**Rangkaian Latihan:**
a: Menurut teks tentang dampak Omicron pada PCR, pemeriksaan apa yang diperlukan untuk memastikan varian Omicron setelah gen S tidak terdeteksi pada PCR?
b: Dari teks tentang dampak Omicron pada PCR, daftarkan setiap kondisi yang disebut, selain ditemukannya SGTF, sebagai dasar untuk memprioritaskan WGS.
c: Lanjutkan teks tentang dampak Omicron pada PCR mulai dari kalimat terakhirnya.

**Teks Sumber:**
===============
"Dampak pada PCR memang merupakan salah satu dari enam kemungkinan dampak Omicron," kata Tjandra Yoga Aditama melalui pernyataan tertulis yang diterima di Jakarta, Kamis, 2 Desember 2021.
Ia menjelaskan, mutasi spike protein di posisi 69-70 pada Omicron menyebabkan terjadinya fenomena 'S gene target failure (SGTF)'. Gen S tidak akan terdeteksi dengan PCR, hal ini disebut juga drop out gen S.
"Walau ada masalah di gen S, tetapi untungnya masih ada gen-gen lain yang masih bisa dideteksi sehingga secara umum PCR masih dapat berfungsi," ujarnya.
Baca: Pakar UGM: Omicron Belum Terbukti Lebih Menular dari Delta
Tjandra mengatakan gen S yang tidak terdeteksi pada pemeriksaan PCR dapat dijadikan indikasi awal kemungkinan yang diperiksa adalah varian Omicron. Tapi temuan itu perlu dilanjutkan dengan pemeriksaan Whole Genome Sequencing (WGS) untuk memastikannya.
"Kalau kemampuan WGS terbatas, maka ditemukannya SGTF dapat menjadi semacam bantuan untuk menyaring mana yang prioritas dilakukan WGS, selain kalau ada kasus berat, atau ada klaster, atau ada kasus yang tidak wajar perburukan kliniknya, dan lainnya," terangnya.
Mantan Direktur WHO Asia Tenggara itu mengatakan, jika pada suatu daerah ditemukan peningkatan sampel laboratorium yang menunjukkan SGTF, dapat menjadi suatu indikasi sudah beredarnya varian Omicron di daerah tersebut.
===============
(Cuplikan data)
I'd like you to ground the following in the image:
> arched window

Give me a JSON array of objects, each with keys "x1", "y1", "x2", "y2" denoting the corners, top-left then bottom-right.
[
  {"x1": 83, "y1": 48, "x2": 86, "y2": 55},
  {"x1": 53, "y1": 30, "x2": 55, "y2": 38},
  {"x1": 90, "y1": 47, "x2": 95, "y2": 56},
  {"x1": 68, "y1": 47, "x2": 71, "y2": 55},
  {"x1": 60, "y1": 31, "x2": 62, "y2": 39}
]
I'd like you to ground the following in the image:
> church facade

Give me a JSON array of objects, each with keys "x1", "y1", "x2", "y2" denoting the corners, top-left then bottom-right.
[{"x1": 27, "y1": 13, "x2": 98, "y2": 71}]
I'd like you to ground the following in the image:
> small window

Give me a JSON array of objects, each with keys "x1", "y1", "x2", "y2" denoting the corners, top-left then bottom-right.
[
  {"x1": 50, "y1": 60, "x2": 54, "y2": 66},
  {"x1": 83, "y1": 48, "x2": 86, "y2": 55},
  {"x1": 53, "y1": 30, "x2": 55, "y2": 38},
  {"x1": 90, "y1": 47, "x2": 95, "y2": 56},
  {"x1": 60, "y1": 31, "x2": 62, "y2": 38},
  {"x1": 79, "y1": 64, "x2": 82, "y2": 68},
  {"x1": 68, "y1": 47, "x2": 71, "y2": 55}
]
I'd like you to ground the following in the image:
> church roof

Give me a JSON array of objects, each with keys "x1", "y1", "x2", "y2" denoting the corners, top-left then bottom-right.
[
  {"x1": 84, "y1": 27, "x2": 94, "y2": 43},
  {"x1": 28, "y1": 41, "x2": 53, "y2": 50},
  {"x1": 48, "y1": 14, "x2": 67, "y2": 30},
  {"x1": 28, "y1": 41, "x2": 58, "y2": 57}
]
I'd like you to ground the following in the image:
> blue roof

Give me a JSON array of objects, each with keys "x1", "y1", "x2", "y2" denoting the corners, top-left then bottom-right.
===============
**Jawaban Tertulis:**
a: Pemeriksaan Whole Genome Sequencing (WGS).

b:
- kasus berat
- klaster
- kasus yang perburukan kliniknya tidak wajar

c:
Tjandra mengatakan pada Rabu, 1 Desember 2021, Arab Saudi, Amerika Serikat dan Korea Selatan melaporkan kasus varian Omicron mereka. "Untuk Arab Saudi kita akan lihat dampaknya pada izin masuk warga kita untuk menjalankan ibadah umroh, serta Korea Selatan menunjukkan varian ini terus merebak di Asia," ujarnya.
Baca: Bukan Hanya Pernapasan, Pakar UGM Sebut Covid-19 Bisa Serang Pencernaan
Tjandra mendorong otoritas kesehatan di Indonesia untuk meningkatkan pemeriksaan PCR yang lebih masif. Setiap hari dilaporkan jumlah pemeriksaannya di media.
"Artinya jangan hanya jumlah total saja tetapi apakah ada peningkatan SGTF atau tidak," ungkapnya.
Menurut Tjandra, jumlah pemeriksaan whole genome sequencing Indonesia juga perlu ditingkatkan. Dari data GISAID sampai 1 Desember 2021, Indonesia memasukkan 9.265 sekuens, sementara Singapura sudah memasukkan 10.151 sekuen.
"Afrika Selatan dengan penduduk tidak sampai 60 juta memasukkan 23.917 sekuen serta India bahkan sudah memasukkan 84.296 sekuen," ujarnya.